Written exercise: Copy out the material below word for word, everything from the line that contains "Could you identify the purple" down to the last line of the material, with both of those lines included.

Data entries:
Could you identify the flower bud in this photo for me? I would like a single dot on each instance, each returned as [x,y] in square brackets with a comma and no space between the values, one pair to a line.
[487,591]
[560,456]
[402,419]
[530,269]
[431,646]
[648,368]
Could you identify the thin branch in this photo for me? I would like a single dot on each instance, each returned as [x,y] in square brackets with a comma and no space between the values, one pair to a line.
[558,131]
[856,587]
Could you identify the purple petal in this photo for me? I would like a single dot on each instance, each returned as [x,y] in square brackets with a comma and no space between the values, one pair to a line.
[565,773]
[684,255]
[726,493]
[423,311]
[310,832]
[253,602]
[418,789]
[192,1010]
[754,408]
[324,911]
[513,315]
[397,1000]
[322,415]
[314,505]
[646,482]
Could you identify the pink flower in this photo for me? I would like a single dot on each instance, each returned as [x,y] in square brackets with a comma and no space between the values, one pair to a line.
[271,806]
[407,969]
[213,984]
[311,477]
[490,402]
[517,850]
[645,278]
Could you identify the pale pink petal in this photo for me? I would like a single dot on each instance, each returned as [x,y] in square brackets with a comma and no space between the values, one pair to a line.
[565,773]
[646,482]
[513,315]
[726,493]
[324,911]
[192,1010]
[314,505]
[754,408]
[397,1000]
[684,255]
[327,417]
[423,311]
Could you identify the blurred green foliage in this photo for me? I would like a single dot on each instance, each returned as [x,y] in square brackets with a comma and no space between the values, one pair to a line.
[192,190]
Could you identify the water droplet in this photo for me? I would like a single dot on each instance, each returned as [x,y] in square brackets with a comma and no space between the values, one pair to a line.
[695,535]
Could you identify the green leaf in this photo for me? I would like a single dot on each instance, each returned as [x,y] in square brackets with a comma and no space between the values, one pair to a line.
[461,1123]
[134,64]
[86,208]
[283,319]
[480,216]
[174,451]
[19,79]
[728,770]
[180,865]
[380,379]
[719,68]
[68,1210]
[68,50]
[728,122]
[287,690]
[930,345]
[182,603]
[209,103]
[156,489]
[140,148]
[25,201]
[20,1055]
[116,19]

Worked answer:
Could you identify the purple petal in this photo for me? I would like a single dot on each instance, each returned as [x,y] in square brackets with a comma and no space between the values, one pair to a line.
[565,773]
[684,255]
[726,493]
[423,311]
[310,832]
[253,602]
[418,789]
[192,1010]
[754,408]
[324,911]
[513,315]
[397,1000]
[322,415]
[314,505]
[646,482]
Could you identify the pink flower in this photo for me? I would like a single dot on each instance, each returned as [x,y] in square brackets with a comma and no space between the values, one pair to a line.
[271,806]
[407,969]
[213,984]
[311,477]
[490,402]
[517,850]
[645,278]
Could you identify the pale pink petal in this photo for me? I would like a single dot on each instance, each returned as [x,y] in square brackets with a comma and no space between the values, one pair to a line.
[565,773]
[646,482]
[513,315]
[726,493]
[324,911]
[192,1010]
[314,505]
[754,408]
[397,1000]
[684,255]
[327,417]
[423,311]
Could you identify the blurred green foliage in this photo for me? I would like a single dot on each instance, each returned as [x,y] in square brackets with a comma and no space between the values, one pair to a line.
[192,190]
Could you identify the water droplet in this photo for me? I would like a single dot on each instance, each returned as [x,y] in square brackets with a comma and no space between the values, one pair to a line.
[695,535]
Could you identify the green leaf in this photo for me? I would like a single dot on each instance, each returned as [x,y] in square brackets with a comma and no space between the values, one pair to a line.
[461,1123]
[134,64]
[86,208]
[283,319]
[480,216]
[174,451]
[19,79]
[728,770]
[180,865]
[380,379]
[719,68]
[68,1210]
[68,50]
[728,122]
[287,690]
[930,345]
[182,603]
[209,103]
[156,489]
[140,148]
[25,201]
[20,1055]
[116,19]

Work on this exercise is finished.